Task objective:
Copy the material below without changing anything.

Records shown:

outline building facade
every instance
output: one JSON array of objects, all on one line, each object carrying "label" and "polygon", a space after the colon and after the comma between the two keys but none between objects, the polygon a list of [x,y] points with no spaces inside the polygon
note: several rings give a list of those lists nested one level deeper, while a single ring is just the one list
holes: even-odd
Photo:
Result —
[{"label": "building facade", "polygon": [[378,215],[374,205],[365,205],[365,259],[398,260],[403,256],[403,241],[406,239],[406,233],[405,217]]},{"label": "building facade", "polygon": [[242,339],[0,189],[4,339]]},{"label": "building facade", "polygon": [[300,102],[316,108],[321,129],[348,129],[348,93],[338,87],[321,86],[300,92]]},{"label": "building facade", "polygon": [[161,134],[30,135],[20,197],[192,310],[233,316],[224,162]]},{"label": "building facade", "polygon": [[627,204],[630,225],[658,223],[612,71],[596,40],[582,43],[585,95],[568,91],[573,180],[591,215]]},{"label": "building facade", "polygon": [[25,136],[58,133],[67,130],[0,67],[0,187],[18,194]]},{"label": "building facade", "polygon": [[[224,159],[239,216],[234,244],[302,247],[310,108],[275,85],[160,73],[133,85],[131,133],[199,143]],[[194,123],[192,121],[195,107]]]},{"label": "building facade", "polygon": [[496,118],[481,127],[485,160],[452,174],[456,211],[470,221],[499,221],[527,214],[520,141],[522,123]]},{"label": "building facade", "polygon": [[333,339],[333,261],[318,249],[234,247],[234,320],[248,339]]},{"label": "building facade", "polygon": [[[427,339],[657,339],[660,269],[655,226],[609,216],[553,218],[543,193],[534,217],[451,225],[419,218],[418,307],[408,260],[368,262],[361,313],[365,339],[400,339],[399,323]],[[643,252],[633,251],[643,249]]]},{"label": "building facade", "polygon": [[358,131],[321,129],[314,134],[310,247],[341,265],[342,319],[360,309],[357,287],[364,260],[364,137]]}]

Task result:
outline building facade
every instance
output: one JSON array of objects, all on one line, each object carrying "label" and "polygon", a space after the colon and after the comma between the two keys but none between objects, the polygon a list of [x,y] points with no spaces inside the polygon
note: several rings give a list of those lists nested one level deeper, while a single ring is just the one list
holes: even-odd
Photo:
Result —
[{"label": "building facade", "polygon": [[378,215],[374,205],[365,205],[365,259],[398,260],[403,256],[403,241],[406,239],[406,233],[405,217]]},{"label": "building facade", "polygon": [[242,339],[0,189],[4,339]]},{"label": "building facade", "polygon": [[300,102],[316,108],[321,129],[348,129],[348,93],[338,87],[321,86],[300,92]]},{"label": "building facade", "polygon": [[161,134],[30,135],[20,197],[192,310],[233,316],[224,162]]},{"label": "building facade", "polygon": [[627,204],[630,225],[658,223],[612,71],[596,40],[582,43],[585,95],[568,91],[573,180],[591,215]]},{"label": "building facade", "polygon": [[25,136],[58,133],[67,130],[0,67],[0,187],[18,194]]},{"label": "building facade", "polygon": [[[224,159],[239,216],[234,244],[302,247],[310,108],[275,85],[160,73],[133,85],[131,133],[199,143]],[[194,123],[192,121],[195,107]]]},{"label": "building facade", "polygon": [[496,118],[481,127],[485,160],[452,174],[456,211],[470,221],[499,221],[527,214],[520,141],[522,123]]},{"label": "building facade", "polygon": [[333,339],[333,261],[318,249],[234,247],[234,320],[248,339]]},{"label": "building facade", "polygon": [[[427,339],[657,339],[660,269],[655,226],[609,216],[553,218],[543,193],[534,217],[451,225],[419,218],[418,307],[408,260],[368,262],[361,313],[365,339],[400,339],[399,323]],[[643,252],[633,251],[643,249]]]},{"label": "building facade", "polygon": [[358,131],[321,129],[314,134],[310,247],[341,265],[342,319],[360,309],[357,287],[364,260],[364,137]]}]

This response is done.